**Problem details**: Below is a listing; reproduce each line of it exactly.

Records supplied: Begin

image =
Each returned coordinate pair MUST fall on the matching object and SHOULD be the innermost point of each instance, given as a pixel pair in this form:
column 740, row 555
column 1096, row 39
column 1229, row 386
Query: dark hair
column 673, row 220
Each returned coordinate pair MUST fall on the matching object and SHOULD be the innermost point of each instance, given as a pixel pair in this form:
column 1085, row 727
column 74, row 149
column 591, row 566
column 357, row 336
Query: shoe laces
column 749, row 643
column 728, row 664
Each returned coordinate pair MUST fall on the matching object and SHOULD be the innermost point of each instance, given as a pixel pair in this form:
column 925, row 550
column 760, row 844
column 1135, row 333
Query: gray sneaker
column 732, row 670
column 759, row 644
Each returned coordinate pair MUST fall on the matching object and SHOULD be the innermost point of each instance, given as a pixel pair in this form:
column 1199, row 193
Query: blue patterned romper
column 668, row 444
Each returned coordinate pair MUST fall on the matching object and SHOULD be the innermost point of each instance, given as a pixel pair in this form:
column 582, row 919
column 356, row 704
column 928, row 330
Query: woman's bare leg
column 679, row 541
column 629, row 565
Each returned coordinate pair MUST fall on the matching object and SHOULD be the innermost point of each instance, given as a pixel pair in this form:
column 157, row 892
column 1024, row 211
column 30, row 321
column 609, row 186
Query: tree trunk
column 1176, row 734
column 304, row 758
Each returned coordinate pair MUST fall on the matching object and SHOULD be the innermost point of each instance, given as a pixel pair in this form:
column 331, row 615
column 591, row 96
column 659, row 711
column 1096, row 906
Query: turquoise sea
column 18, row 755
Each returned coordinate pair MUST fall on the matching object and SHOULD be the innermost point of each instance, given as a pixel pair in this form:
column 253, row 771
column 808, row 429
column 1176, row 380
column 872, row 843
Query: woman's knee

Records supplied: End

**Answer space**:
image =
Each returned coordinate pair MUST fall on the matching object and SHOULD be the innermost point of each instance, given as a pixel pair in this form:
column 740, row 555
column 1096, row 39
column 1229, row 386
Query: dark hair
column 673, row 220
Each returned coordinate pair MUST fall on the matching object and SHOULD be the innermost point of each instance, given as a pixel pair in this form:
column 1085, row 727
column 74, row 149
column 591, row 566
column 357, row 336
Query: shoe laces
column 749, row 643
column 728, row 664
Each returned coordinate pair MUST fall on the matching object and SHOULD be the innermost point of each instance, given as a pixel pair in this form:
column 925, row 550
column 760, row 844
column 1135, row 333
Query: gray sneaker
column 732, row 670
column 759, row 644
Each returned coordinate pair MUST fall on the matching object and SHOULD be the innermost point of each instance, given as a pixel pair in this form:
column 1199, row 193
Query: blue patterned romper
column 668, row 444
Each returned coordinate pair MUST fall on the matching object and SHOULD be the innermost point of each instance, given as a pixel pair in this form:
column 582, row 919
column 356, row 704
column 928, row 330
Query: woman's bare leg
column 679, row 541
column 629, row 565
Each returned coordinate pair MUST fall on the matching object and SHOULD be the innermost point of each instance, given as a pixel pair in this form:
column 157, row 892
column 1024, row 211
column 30, row 321
column 609, row 186
Query: tree trunk
column 1176, row 734
column 304, row 758
Each returned coordinate pair MUST fall on the matching object and SHOULD be the innermost point of each instance, given as a pixel pair in this form:
column 331, row 615
column 591, row 96
column 659, row 711
column 1096, row 906
Query: turquoise sea
column 18, row 755
Each returned coordinate pair MUST fall on the matching object and SHOULD be the innermost point of each instance, given as a pixel pair in this form:
column 253, row 771
column 808, row 429
column 1176, row 380
column 872, row 843
Query: woman's knee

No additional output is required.